Data drawn from a collection
-=-=-

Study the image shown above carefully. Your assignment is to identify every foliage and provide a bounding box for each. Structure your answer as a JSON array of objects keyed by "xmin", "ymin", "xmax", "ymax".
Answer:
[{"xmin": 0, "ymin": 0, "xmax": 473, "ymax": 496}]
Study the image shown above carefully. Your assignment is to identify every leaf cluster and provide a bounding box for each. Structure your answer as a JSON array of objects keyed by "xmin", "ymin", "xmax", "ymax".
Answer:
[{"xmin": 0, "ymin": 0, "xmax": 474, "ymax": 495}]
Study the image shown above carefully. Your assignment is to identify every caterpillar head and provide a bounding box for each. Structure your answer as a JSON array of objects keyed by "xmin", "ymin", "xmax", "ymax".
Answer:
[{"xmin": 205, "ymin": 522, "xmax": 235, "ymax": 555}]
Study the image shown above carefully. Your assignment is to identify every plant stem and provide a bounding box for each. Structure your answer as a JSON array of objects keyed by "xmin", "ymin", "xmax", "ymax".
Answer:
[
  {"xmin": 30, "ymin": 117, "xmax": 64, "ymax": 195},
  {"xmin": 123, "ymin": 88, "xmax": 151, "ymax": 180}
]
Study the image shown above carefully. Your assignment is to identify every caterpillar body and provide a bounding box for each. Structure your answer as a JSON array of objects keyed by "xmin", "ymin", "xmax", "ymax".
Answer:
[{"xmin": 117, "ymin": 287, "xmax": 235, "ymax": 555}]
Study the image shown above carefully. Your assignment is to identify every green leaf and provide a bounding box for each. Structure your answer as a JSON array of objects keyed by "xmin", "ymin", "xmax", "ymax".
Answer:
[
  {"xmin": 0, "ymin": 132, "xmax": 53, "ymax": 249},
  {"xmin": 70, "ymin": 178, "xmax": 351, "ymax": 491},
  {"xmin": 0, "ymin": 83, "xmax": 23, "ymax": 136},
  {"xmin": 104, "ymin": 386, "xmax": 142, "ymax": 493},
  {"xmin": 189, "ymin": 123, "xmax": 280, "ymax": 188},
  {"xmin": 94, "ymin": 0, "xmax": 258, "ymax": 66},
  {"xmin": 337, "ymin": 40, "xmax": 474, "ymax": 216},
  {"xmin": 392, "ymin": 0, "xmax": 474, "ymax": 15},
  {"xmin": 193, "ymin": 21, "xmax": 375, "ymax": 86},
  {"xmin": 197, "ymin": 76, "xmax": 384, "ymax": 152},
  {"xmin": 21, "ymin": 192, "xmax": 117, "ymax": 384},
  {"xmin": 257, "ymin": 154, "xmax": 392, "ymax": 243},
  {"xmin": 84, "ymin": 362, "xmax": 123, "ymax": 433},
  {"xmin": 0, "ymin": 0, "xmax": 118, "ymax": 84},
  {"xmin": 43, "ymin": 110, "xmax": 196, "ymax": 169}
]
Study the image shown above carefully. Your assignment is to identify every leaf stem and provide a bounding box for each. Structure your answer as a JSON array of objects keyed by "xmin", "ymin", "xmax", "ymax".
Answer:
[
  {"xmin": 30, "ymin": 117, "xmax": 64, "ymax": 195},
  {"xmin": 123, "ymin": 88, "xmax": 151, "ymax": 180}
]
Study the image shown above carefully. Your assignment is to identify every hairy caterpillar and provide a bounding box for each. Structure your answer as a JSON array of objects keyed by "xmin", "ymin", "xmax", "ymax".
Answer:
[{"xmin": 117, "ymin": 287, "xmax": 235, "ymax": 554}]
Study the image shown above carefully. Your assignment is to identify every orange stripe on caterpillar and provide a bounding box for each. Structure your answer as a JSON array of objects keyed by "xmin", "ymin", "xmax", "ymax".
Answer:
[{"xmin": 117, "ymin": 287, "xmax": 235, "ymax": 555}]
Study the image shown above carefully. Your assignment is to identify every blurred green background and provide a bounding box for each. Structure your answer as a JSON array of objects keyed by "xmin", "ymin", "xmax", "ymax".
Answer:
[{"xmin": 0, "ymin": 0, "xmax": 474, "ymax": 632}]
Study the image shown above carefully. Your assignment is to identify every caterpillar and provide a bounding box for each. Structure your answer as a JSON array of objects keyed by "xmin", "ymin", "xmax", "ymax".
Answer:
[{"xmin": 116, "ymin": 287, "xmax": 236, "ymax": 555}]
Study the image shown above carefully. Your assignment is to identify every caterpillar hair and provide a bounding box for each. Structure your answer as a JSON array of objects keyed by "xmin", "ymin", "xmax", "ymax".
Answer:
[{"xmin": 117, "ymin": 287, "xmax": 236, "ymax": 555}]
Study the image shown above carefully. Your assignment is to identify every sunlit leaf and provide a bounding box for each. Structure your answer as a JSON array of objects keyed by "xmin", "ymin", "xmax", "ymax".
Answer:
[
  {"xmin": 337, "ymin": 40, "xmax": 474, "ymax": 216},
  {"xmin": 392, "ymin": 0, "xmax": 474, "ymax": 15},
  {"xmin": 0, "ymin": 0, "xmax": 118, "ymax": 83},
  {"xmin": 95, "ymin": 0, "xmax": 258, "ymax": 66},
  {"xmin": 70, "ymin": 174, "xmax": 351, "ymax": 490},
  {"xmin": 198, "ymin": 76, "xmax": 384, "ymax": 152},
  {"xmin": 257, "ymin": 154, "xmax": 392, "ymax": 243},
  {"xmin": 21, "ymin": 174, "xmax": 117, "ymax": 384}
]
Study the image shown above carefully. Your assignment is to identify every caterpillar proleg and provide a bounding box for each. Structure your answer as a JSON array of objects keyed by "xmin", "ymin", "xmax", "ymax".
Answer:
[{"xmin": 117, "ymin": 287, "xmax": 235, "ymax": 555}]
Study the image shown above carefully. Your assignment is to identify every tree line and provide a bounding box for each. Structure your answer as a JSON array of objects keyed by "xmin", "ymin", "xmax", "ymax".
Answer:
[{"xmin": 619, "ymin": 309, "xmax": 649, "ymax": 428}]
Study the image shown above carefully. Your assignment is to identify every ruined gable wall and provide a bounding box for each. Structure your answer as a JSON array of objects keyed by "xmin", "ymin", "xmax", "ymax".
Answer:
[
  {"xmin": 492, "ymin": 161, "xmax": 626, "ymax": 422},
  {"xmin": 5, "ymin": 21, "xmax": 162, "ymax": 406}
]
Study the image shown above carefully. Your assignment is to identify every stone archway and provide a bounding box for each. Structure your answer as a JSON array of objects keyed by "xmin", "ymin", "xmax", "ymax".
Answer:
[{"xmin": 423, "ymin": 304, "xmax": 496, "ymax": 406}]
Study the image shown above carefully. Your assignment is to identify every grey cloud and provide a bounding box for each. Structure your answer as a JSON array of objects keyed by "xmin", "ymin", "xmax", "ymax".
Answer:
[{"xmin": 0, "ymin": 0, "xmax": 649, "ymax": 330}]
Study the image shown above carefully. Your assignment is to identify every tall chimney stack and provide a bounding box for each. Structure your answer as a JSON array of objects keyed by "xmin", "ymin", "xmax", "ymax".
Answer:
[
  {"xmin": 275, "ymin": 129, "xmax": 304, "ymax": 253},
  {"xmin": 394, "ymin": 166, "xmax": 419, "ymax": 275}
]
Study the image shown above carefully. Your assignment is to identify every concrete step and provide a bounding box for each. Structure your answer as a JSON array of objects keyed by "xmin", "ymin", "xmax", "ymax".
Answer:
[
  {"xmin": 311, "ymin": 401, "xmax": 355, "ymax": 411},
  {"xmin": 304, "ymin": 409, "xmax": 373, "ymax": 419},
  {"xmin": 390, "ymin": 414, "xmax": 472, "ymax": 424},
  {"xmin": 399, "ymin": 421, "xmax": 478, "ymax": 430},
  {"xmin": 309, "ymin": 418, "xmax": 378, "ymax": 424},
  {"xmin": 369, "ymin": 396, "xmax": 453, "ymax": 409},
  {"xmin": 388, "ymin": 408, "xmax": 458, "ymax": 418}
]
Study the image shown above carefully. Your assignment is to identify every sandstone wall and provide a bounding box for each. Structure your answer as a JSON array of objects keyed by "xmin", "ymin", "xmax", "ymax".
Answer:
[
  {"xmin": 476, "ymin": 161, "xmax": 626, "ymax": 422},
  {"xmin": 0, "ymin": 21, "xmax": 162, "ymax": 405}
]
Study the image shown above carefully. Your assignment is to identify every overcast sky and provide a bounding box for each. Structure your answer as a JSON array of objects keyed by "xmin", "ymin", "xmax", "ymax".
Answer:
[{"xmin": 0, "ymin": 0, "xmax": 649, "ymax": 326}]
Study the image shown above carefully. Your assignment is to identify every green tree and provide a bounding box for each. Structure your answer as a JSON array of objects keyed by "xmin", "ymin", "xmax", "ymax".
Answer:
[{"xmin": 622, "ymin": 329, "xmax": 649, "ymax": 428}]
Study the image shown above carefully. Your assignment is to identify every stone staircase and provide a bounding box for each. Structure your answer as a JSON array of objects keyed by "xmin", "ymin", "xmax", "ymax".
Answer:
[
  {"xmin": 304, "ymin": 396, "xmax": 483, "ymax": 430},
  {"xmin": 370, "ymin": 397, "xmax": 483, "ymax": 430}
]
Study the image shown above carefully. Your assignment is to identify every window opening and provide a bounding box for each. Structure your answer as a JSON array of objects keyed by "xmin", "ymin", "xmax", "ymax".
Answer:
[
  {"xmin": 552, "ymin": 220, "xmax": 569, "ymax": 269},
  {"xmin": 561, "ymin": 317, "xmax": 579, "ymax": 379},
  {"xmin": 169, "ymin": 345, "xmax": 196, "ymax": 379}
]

-=-=-

* **Required task**
Reproduce the listing lines verbatim, starting with the line that contains "identify every window" and going on through the last line of the listing.

* **Correct answer**
Study the image shown above carefully. Your assignment is to identify every window opening and provide a bounding box for each. Structure your answer as a JSON array of objects keyed by "xmin", "ymin", "xmax", "ymax".
Answer:
[
  {"xmin": 552, "ymin": 220, "xmax": 569, "ymax": 269},
  {"xmin": 561, "ymin": 317, "xmax": 579, "ymax": 379},
  {"xmin": 169, "ymin": 345, "xmax": 196, "ymax": 379}
]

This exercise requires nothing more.